#### What you will do:
Line by line, return everything in the listing exactly.

□ □ □

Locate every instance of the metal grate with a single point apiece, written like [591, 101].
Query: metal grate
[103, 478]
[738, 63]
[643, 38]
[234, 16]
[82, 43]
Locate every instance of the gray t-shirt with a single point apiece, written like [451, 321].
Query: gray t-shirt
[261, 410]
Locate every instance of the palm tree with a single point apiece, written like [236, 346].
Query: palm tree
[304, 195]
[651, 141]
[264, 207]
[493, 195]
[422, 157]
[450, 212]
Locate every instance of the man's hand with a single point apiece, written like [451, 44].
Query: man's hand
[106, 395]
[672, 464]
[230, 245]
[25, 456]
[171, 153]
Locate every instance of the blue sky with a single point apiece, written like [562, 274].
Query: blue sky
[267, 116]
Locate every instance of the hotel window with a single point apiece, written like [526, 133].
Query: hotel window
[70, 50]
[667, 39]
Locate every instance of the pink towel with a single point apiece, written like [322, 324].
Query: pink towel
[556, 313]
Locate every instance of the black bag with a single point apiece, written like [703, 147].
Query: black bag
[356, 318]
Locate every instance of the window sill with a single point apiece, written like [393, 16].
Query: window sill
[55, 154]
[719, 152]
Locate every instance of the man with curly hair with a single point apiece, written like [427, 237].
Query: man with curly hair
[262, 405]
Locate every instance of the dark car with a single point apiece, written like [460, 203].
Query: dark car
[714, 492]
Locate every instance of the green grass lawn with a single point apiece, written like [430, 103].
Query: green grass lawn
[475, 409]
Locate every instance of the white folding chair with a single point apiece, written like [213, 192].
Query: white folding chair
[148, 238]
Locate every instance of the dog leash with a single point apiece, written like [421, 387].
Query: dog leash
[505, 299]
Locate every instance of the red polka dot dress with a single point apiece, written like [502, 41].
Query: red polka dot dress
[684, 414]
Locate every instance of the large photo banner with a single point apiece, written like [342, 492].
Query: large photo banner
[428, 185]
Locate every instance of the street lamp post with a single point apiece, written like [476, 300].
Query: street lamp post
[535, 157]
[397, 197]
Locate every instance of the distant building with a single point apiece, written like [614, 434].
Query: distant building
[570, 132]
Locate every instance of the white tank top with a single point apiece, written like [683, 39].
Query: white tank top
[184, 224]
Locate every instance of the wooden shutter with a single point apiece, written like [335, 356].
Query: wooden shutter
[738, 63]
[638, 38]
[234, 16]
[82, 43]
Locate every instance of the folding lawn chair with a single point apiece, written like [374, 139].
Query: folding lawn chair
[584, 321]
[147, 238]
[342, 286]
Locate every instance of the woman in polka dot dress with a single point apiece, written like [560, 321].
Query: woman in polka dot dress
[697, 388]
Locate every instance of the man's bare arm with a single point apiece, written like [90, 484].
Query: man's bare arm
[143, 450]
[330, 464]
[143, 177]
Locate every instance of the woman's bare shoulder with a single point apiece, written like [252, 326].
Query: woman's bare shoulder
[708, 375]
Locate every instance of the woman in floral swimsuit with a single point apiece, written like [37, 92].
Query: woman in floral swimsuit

□ □ □

#### Response:
Locate every instance of the metal grate with a single point apiece, written like [591, 101].
Query: metal grate
[103, 478]
[738, 63]
[643, 38]
[234, 16]
[82, 43]
Locate every instance of the gray t-shirt with a single point apiece, written like [451, 321].
Query: gray t-shirt
[261, 410]
Locate every instance of the palm tree with a single point apiece, written like [236, 346].
Query: palm tree
[304, 195]
[651, 141]
[264, 207]
[493, 195]
[422, 157]
[450, 212]
Locate every instance of the man's hand with a single point apiece, written like [451, 44].
Query: man's hand
[106, 395]
[672, 464]
[230, 245]
[25, 456]
[171, 153]
Locate every instance of the blue sky with a single point apiece, written like [562, 274].
Query: blue sky
[267, 116]
Locate every instance of the hotel window with a single point apiece, written like [526, 133].
Query: hotel window
[70, 50]
[667, 39]
Locate every instance of the pink towel with a single point apiece, written like [322, 324].
Query: pink towel
[556, 313]
Locate every instance of the black bag with a single point apiece, written like [703, 147].
Query: black bag
[356, 318]
Locate every instance of the window sill with a single point apiece, written like [393, 16].
Query: window sill
[55, 154]
[719, 152]
Locate every instance of the man with curly hair with a single point apiece, written like [427, 237].
Query: man with curly hair
[262, 405]
Locate every instance of the dark car with a single point apiece, written like [460, 203].
Query: dark car
[714, 492]
Locate every instance of the green grass lawn with a single point apiece, written like [430, 103].
Query: green grass lawn
[475, 409]
Locate every instance of the white folding chair with a single point apiece, written like [213, 192].
Query: white folding chair
[148, 238]
Locate every instance of the dog leash with a single point apiece, written like [421, 387].
Query: dog leash
[505, 299]
Locate every instance of the red polka dot dress with a single point apiece, written like [502, 41].
Query: red polka dot dress
[684, 414]
Locate every instance of the large photo banner with a single point apiece, written like [342, 492].
Query: large photo banner
[428, 185]
Locate every instance of the street lamp post with a single point apiece, written like [476, 300].
Query: street lamp post
[535, 157]
[397, 197]
Locate every instance of the distant building with a single point apiece, written like [614, 434].
Query: distant building
[570, 132]
Locate every instance of the white tank top with a single point apiece, written like [683, 39].
Query: white tank top
[184, 224]
Locate every instance of the wooden shutter with a single point apiece, written like [335, 356].
Query: wooden shutter
[738, 63]
[638, 38]
[234, 16]
[82, 43]
Locate every instance of the folding lawn chair with a single point apiece, written like [374, 139].
Query: folding lawn chair
[584, 321]
[147, 238]
[342, 286]
Locate every instance of the woman in polka dot dress with a single point apiece, written like [560, 321].
Query: woman in polka dot dress
[697, 388]
Locate every instance of the man's bare arm with a single point apiece, written like [90, 484].
Query: man's bare arm
[143, 450]
[330, 464]
[143, 177]
Locate every instance of the woman's bare shoulder with a single point apiece, written like [252, 326].
Query: woman's bare shoulder
[708, 375]
Locate every instance of the woman in floral swimsuit with a single point apiece, written like [37, 92].
Query: woman in floral swimsuit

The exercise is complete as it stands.